Travail à faire –
- a) Renvoyez mot pour mot l'intégralité de l'extrait sur le cadre juridique du lancement d'une application mobile.
- b) Recopiez à l'identique le passage des lignes de données qui va de la ligne contenant "Where can you spot the light switch" jusqu'à celle contenant "[[272, 223]]", ces deux lignes comprises, et rien d'autre.

Extrait fourni –
######

Après avoir travaillé sur votre produit pendant des semaines, après avoir rédigé le business plan idéal et étudié votre marché sous toutes ses coutures, vous êtes enfin prêt à lancer votre application mobile ! Cependant, avez-vous pris en compte l’aspect légal de votre projet ? Connaissez vous les contraintes légales pouvant impacter votre projet en termes de produit mais aussi de développement ?

Pour répondre à ces questions, j’ai été accompagné de Maître Ouamara, avocate spécialisée en droit de la concurrence et de la distribution. Ensemble, nous avons rédigé cet article pour vous guider dans cette jungle juridique. 

Peut-on copier les fonctionnalités d’une application déjà existante ?

Les applications mobiles sont omniprésentes dans notre quotidien, et ont très souvent de nombreuses alternatives. Parmi les offres les plus populaires, on retrouve les applications de mise en relation de voyageurs avec des conducteurs privés tels que Uber, Bolt, Freenow ou encore Heetch. Malgré la concurrence féroce sur ce marché, ces entreprises ont toutes choisi de proposer des fonctionnalités identiques pour satisfaire leurs utilisateurs : recherche de courses, visualisation des voitures disponibles aux alentours, choix entre plusieurs gammes de voitures pour une course, etc.

Mais alors, est-il possible de copier les fonctionnalités d'une application existante pour proposer un service similaire ? 

La Cour de justice de l'Union européenne a répondu clairement à cette question : il n'existe pas de fondement juridique permettant de protéger les fonctionnalités d'un logiciel, et a fortiori, d'une application mobile (1). Les fonctionnalités sont dites "non appropriables" et les entreprises peuvent librement proposer une offre concurrente en proposant des fonctionnalités identiques, sans qu'un acte de contrefaçon ne puisse leur être reproché.

######

Lignes à utiliser –
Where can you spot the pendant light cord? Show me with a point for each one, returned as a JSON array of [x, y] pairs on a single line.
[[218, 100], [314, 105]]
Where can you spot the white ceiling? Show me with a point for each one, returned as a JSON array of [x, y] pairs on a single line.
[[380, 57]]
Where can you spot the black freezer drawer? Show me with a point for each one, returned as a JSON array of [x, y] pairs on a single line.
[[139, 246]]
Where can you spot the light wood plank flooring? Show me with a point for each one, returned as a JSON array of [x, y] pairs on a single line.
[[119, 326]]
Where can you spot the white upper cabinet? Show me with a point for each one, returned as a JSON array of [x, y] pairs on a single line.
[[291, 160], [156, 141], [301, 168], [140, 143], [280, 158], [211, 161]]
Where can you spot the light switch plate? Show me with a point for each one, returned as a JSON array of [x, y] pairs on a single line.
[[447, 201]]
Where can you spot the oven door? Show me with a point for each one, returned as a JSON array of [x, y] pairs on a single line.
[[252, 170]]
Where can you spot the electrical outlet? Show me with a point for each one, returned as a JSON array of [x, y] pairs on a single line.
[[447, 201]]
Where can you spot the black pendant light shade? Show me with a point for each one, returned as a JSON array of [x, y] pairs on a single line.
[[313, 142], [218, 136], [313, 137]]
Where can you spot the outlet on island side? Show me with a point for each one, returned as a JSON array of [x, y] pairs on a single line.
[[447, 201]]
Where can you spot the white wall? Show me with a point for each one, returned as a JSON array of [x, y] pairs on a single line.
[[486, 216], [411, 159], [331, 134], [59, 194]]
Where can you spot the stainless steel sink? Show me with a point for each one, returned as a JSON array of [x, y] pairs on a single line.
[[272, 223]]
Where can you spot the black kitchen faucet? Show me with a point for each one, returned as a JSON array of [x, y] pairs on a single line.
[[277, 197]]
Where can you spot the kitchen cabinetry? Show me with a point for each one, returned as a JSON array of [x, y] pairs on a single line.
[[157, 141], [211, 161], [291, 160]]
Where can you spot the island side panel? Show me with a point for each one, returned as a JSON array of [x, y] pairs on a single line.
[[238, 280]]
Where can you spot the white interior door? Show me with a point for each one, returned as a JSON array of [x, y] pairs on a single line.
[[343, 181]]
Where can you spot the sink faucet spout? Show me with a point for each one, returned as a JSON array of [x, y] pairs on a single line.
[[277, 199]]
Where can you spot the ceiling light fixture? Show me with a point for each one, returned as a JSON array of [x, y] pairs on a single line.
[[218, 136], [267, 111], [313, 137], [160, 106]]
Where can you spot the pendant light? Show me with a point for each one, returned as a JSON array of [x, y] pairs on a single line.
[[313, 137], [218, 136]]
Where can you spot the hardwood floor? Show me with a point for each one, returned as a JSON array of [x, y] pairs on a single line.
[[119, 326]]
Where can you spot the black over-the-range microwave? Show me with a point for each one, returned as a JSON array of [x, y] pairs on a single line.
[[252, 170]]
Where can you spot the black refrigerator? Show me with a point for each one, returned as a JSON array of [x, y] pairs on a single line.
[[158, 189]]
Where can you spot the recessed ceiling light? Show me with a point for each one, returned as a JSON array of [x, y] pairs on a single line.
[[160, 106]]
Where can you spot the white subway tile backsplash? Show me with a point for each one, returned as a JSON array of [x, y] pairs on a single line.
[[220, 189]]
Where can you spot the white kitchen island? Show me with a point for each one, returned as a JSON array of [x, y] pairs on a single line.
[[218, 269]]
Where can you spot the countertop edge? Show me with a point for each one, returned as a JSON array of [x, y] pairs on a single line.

######

Corrigé des tâches –
- a)
Après avoir travaillé sur votre produit pendant des semaines, après avoir rédigé le business plan idéal et étudié votre marché sous toutes ses coutures, vous êtes enfin prêt à lancer votre application mobile ! Cependant, avez-vous pris en compte l’aspect légal de votre projet ? Connaissez vous les contraintes légales pouvant impacter votre projet en termes de produit mais aussi de développement ?

Pour répondre à ces questions, j’ai été accompagné de Maître Ouamara, avocate spécialisée en droit de la concurrence et de la distribution. Ensemble, nous avons rédigé cet article pour vous guider dans cette jungle juridique. 

Peut-on copier les fonctionnalités d’une application déjà existante ?

Les applications mobiles sont omniprésentes dans notre quotidien, et ont très souvent de nombreuses alternatives. Parmi les offres les plus populaires, on retrouve les applications de mise en relation de voyageurs avec des conducteurs privés tels que Uber, Bolt, Freenow ou encore Heetch. Malgré la concurrence féroce sur ce marché, ces entreprises ont toutes choisi de proposer des fonctionnalités identiques pour satisfaire leurs utilisateurs : recherche de courses, visualisation des voitures disponibles aux alentours, choix entre plusieurs gammes de voitures pour une course, etc.

Mais alors, est-il possible de copier les fonctionnalités d'une application existante pour proposer un service similaire ? 

La Cour de justice de l'Union européenne a répondu clairement à cette question : il n'existe pas de fondement juridique permettant de protéger les fonctionnalités d'un logiciel, et a fortiori, d'une application mobile (1). Les fonctionnalités sont dites "non appropriables" et les entreprises peuvent librement proposer une offre concurrente en proposant des fonctionnalités identiques, sans qu'un acte de contrefaçon ne puisse leur être reproché.

- b)
Where can you spot the light switch plate? Show me with a point for each one, returned as a JSON array of [x, y] pairs on a single line.
[[447, 201]]
Where can you spot the oven door? Show me with a point for each one, returned as a JSON array of [x, y] pairs on a single line.
[[252, 170]]
Where can you spot the electrical outlet? Show me with a point for each one, returned as a JSON array of [x, y] pairs on a single line.
[[447, 201]]
Where can you spot the black pendant light shade? Show me with a point for each one, returned as a JSON array of [x, y] pairs on a single line.
[[313, 142], [218, 136], [313, 137]]
Where can you spot the outlet on island side? Show me with a point for each one, returned as a JSON array of [x, y] pairs on a single line.
[[447, 201]]
Where can you spot the white wall? Show me with a point for each one, returned as a JSON array of [x, y] pairs on a single line.
[[486, 216], [411, 159], [331, 134], [59, 194]]
Where can you spot the stainless steel sink? Show me with a point for each one, returned as a JSON array of [x, y] pairs on a single line.
[[272, 223]]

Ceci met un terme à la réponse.